[[ Source text open ]]

Epilepsy in Dogs

Sleeping Dog

Epilepsy is a seizure disorder. It can be idiopathic (unknown origin) or acquired.

Acquired epilepsy is usually caused by a head trauma. One idea put forth about what causes idiopathic epilepsy is an imbalance in chemicals that transmit electrical impulses to the brain.

The condition may be inherited in the following breeds: Beagles, Dachshunds, Keeshonden, German Shepherds, Belgian Tervurens. Breeds that appear to be prone to epilepsy include Cocker Spaniels, Collies, Golden Retrievers, Labrador Retrievers, Irish Setters, Poodles, Miniature Schnauzers, Saint Bernards, Siberian Huskies and Wire Fox Terriers. But all dogs, even mixed breeds can have epilepsy.

For the condition to be diagnosed as epilepsy, seizures must be recurrent and similar. You can help your veterinarian with the diagnosis and treatment by keeping a record of the seizures – how often they occur, behavior before, during and after each seizure, length of time each seizure lasts.

Epileptic seizures have 3 stages – aura, the seizure itself and post-seizure reactions. All the stages may not be visible to you and can even occur when the dog is sleeping. Sometimes seizures can be atypical with a dog licking or chewing him/herself, agitated barking, staring and/or snapping at unseen objects. This type of seizure is thought to come from the lower brain and is called a psychomotor seizure. If seizures are caused by a lesion in the brain, then epilepsy is not the cause.

[[ Source text closed ]]

### Brief 1
According to the passage on epilepsy in dogs, what is acquired epilepsy usually caused by?
### Brief 2
Print the passage on epilepsy in dogs from "Epileptic seizures have" up to and including "not the cause.".
### Brief 3
Proceed with the passage on epilepsy in dogs, picking up right after its final sentence.
The records stand apart from the passage on epilepsy in dogs and are separate material.

[[ Provided material open ]]

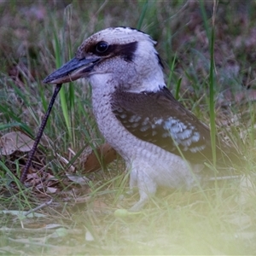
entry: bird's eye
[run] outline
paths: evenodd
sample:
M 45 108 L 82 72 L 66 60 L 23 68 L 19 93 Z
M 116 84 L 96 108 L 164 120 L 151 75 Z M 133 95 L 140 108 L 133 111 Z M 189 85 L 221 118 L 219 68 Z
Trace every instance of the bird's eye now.
M 96 50 L 99 54 L 104 53 L 108 49 L 108 44 L 106 42 L 100 42 L 96 46 Z

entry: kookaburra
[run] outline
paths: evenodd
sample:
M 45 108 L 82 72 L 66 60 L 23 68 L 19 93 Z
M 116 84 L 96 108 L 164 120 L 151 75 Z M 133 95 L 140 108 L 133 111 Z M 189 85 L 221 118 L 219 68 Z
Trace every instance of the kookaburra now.
M 196 186 L 205 180 L 201 166 L 212 160 L 210 131 L 166 88 L 155 44 L 137 29 L 107 28 L 87 38 L 73 59 L 44 80 L 89 79 L 99 130 L 125 159 L 131 189 L 139 189 L 131 211 L 139 210 L 159 186 Z M 239 155 L 218 139 L 216 144 L 218 161 L 230 165 L 232 155 Z M 207 172 L 214 176 L 210 169 Z

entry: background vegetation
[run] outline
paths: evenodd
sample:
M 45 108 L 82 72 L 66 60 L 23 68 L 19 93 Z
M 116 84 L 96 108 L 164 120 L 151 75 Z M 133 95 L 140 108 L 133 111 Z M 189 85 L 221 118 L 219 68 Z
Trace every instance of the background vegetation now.
M 249 0 L 1 1 L 0 253 L 254 254 L 255 12 Z M 119 157 L 89 172 L 90 148 L 104 140 L 90 84 L 79 81 L 63 86 L 25 186 L 19 183 L 29 149 L 13 148 L 10 134 L 35 137 L 54 90 L 42 80 L 84 38 L 119 26 L 159 42 L 169 88 L 207 125 L 214 107 L 217 131 L 245 154 L 247 177 L 213 189 L 160 190 L 141 212 L 114 216 L 137 195 L 125 196 Z

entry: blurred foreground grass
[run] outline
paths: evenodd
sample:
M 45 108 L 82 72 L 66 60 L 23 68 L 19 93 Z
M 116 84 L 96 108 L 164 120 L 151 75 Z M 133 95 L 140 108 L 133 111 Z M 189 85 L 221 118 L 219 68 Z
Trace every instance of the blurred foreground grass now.
M 217 131 L 244 152 L 246 174 L 255 172 L 255 11 L 254 1 L 219 1 L 213 47 Z M 159 42 L 168 85 L 210 123 L 212 2 L 3 1 L 0 14 L 0 136 L 21 130 L 35 137 L 54 90 L 42 80 L 72 58 L 84 38 L 117 26 L 140 28 Z M 27 154 L 0 156 L 0 211 L 27 211 L 53 198 L 38 211 L 43 218 L 0 212 L 1 253 L 255 253 L 253 178 L 203 191 L 160 191 L 141 213 L 126 218 L 113 216 L 137 200 L 121 200 L 127 175 L 120 159 L 85 175 L 90 182 L 84 185 L 67 181 L 66 172 L 73 170 L 61 159 L 79 159 L 85 146 L 95 148 L 103 138 L 92 115 L 90 85 L 81 81 L 62 90 L 34 163 L 44 179 L 32 173 L 34 187 L 17 186 Z M 83 171 L 77 163 L 76 172 Z

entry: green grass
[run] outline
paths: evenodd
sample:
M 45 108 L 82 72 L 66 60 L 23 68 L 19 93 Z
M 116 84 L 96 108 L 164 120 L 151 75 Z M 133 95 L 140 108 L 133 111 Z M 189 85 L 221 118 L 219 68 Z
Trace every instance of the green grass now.
M 211 126 L 212 137 L 228 134 L 247 157 L 241 171 L 255 173 L 253 101 L 230 100 L 230 107 L 220 100 L 229 90 L 237 96 L 248 84 L 255 87 L 256 44 L 251 42 L 256 4 L 219 2 L 213 30 L 211 2 L 199 3 L 73 1 L 66 8 L 61 1 L 1 3 L 0 136 L 21 130 L 35 137 L 55 89 L 42 80 L 71 59 L 84 38 L 105 27 L 128 26 L 159 42 L 166 81 L 175 97 Z M 18 79 L 13 67 L 21 70 Z M 84 148 L 95 150 L 104 142 L 90 96 L 84 81 L 63 84 L 30 171 L 34 176 L 28 183 L 34 182 L 34 187 L 26 188 L 18 180 L 26 153 L 0 156 L 0 226 L 14 229 L 1 232 L 3 253 L 255 253 L 253 177 L 247 188 L 233 180 L 189 192 L 160 189 L 141 212 L 115 217 L 115 210 L 129 208 L 138 195 L 125 194 L 129 177 L 120 158 L 103 171 L 84 170 Z M 236 117 L 238 121 L 232 123 Z M 230 125 L 221 123 L 226 119 Z M 73 166 L 90 181 L 79 185 L 67 178 Z M 50 198 L 52 204 L 37 211 L 44 218 L 20 219 L 1 212 L 28 211 Z M 65 227 L 67 234 L 47 236 L 54 231 L 46 224 Z M 22 231 L 23 226 L 32 230 Z M 4 251 L 6 247 L 11 250 Z

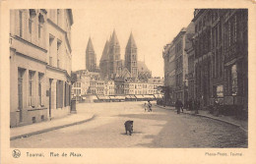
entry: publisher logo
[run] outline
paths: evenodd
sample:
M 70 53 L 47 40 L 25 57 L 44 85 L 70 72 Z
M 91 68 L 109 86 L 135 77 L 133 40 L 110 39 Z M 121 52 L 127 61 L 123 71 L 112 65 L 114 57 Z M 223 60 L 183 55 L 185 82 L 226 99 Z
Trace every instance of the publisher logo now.
M 14 149 L 13 150 L 13 157 L 19 158 L 20 156 L 21 156 L 21 151 L 19 149 Z

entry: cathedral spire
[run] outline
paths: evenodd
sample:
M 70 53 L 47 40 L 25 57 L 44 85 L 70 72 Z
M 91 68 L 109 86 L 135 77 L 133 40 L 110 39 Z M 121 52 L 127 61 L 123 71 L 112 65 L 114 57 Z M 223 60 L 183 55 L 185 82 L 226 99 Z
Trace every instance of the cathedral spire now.
M 119 41 L 117 39 L 117 36 L 116 36 L 116 33 L 115 33 L 115 29 L 113 30 L 113 33 L 112 33 L 112 35 L 110 37 L 111 37 L 110 43 L 112 45 L 119 45 Z
M 109 41 L 106 40 L 100 61 L 104 61 L 108 59 L 108 49 L 109 49 Z
M 95 52 L 95 49 L 94 49 L 94 45 L 93 45 L 91 36 L 89 37 L 89 40 L 88 40 L 87 51 L 94 51 L 94 52 Z
M 131 31 L 131 34 L 130 34 L 128 43 L 127 43 L 127 45 L 126 45 L 126 48 L 137 48 L 137 45 L 136 45 L 135 40 L 134 40 L 134 38 L 133 38 L 133 33 L 132 33 L 132 31 Z

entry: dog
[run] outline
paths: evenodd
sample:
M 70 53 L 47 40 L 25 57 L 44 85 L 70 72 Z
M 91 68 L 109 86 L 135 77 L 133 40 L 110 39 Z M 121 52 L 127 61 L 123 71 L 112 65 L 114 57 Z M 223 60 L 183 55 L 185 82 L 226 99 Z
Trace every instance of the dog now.
M 124 123 L 125 127 L 125 135 L 127 135 L 127 131 L 129 132 L 129 135 L 131 136 L 133 133 L 133 121 L 128 120 Z

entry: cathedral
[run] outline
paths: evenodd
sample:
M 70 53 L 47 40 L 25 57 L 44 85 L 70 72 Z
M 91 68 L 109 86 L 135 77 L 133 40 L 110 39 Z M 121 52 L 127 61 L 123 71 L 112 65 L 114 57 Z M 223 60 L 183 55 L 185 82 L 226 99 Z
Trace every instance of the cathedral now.
M 96 72 L 96 56 L 91 37 L 89 38 L 86 50 L 86 68 L 90 72 Z
M 128 39 L 124 60 L 120 54 L 120 44 L 115 30 L 106 40 L 102 56 L 99 60 L 99 74 L 102 80 L 132 80 L 147 82 L 151 78 L 151 71 L 145 62 L 138 61 L 137 45 L 131 32 Z M 90 72 L 97 72 L 96 57 L 91 37 L 86 50 L 86 68 Z

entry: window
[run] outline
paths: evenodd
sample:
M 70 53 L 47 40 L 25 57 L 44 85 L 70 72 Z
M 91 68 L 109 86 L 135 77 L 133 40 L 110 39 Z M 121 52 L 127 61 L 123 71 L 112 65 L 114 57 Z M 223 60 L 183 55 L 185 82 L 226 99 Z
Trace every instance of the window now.
M 20 37 L 23 37 L 23 12 L 19 11 L 19 21 L 20 21 Z
M 57 9 L 57 25 L 59 26 L 60 23 L 60 10 Z
M 236 16 L 234 16 L 234 25 L 233 25 L 233 40 L 236 42 Z
M 25 70 L 19 68 L 18 69 L 18 109 L 21 111 L 20 112 L 20 122 L 23 121 L 23 75 L 24 75 Z
M 30 34 L 32 34 L 32 19 L 29 19 L 29 31 L 30 31 Z
M 38 39 L 41 37 L 41 26 L 38 25 Z
M 237 86 L 237 70 L 236 64 L 231 67 L 231 85 L 232 85 L 232 95 L 237 94 L 238 86 Z
M 29 71 L 29 106 L 32 106 L 32 79 L 33 79 L 34 72 Z
M 41 105 L 41 82 L 42 82 L 43 74 L 38 73 L 38 100 L 39 105 Z
M 57 41 L 57 68 L 60 68 L 60 47 L 61 41 Z
M 56 82 L 56 108 L 63 107 L 63 82 L 57 81 Z
M 53 37 L 49 36 L 49 65 L 52 66 L 52 54 L 51 54 L 51 49 L 52 49 L 52 42 L 53 42 Z
M 217 97 L 224 97 L 224 85 L 223 84 L 219 84 L 216 86 L 216 94 L 217 94 Z

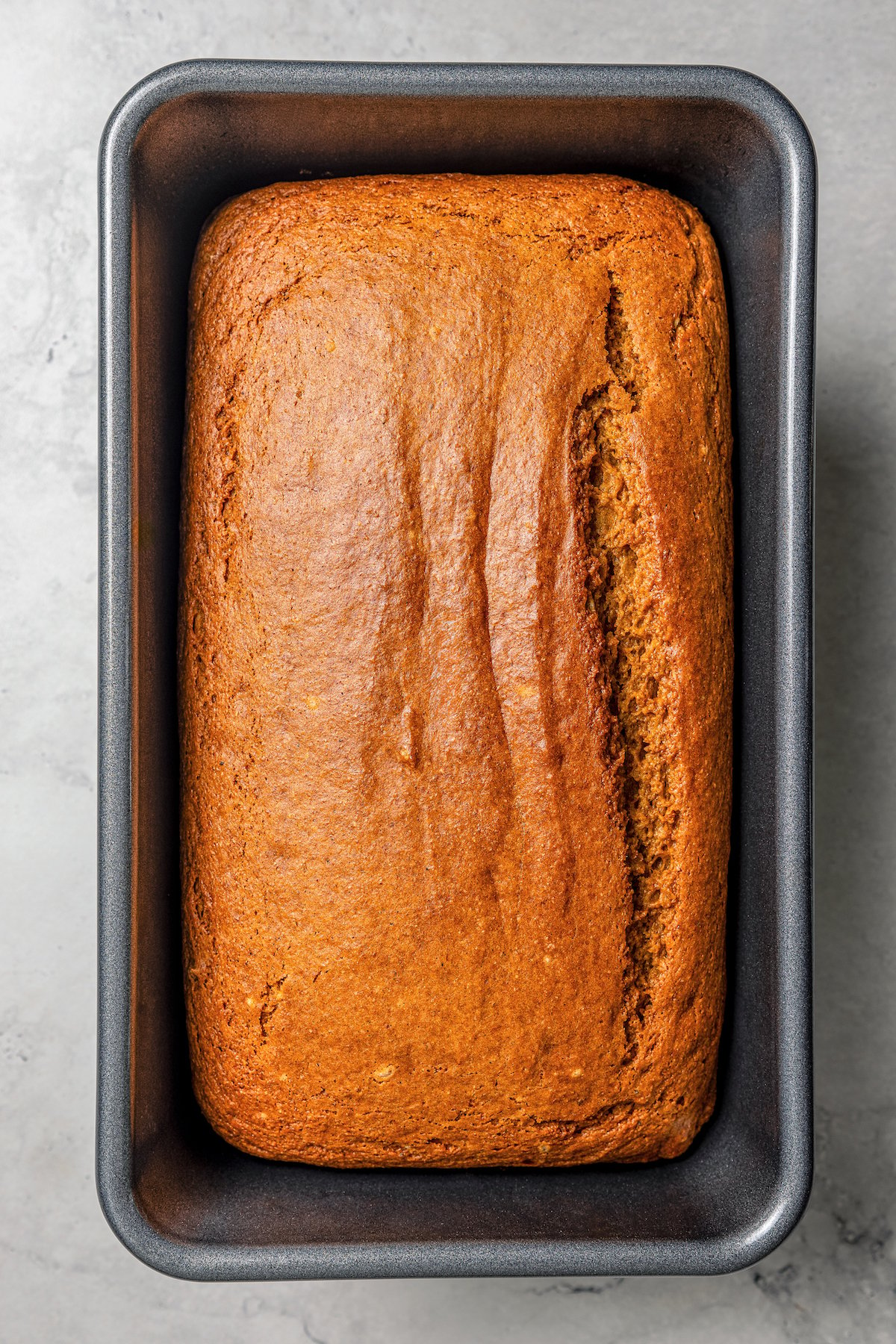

[[ Provided material closed ]]

### Written reply 1
Acquired epilepsy is usually caused by a head trauma.

### Written reply 2
Epileptic seizures have 3 stages – aura, the seizure itself and post-seizure reactions. All the stages may not be visible to you and can even occur when the dog is sleeping. Sometimes seizures can be atypical with a dog licking or chewing him/herself, agitated barking, staring and/or snapping at unseen objects. This type of seizure is thought to come from the lower brain and is called a psychomotor seizure. If seizures are caused by a lesion in the brain, then epilepsy is not the cause.

### Written reply 3
If the dog is having a seizure in an area where it might hurt itself, move him/her to a safer place. Otherwise don’t touch the dog during the seizure and for a short time afterwards to avoid causing further seizures.

Seizures that last more than 5 minutes or cluster seizures (seizures that occur one after the other) are emergencies and you should seek veterinary help immediately. Your dog may need intravenous anti-convulsants.

Diagnosis may be made with a spinal tap, cerebrospinal fluid analysis, skull x-rays, a CT Scan or an MRI.

There are a number of drugs available to treat epilepsy, some in use for years, others new. But so far, none are 100% effective. The drugs can be used singly or in combinations.

Treatment with drugs is usually not indicated unless there are more than 2 seizures a month. Dogs on medication need to be tested regularly to avoid toxicity. Acupuncture and diet changes have shown to reduce number and severity of seizures.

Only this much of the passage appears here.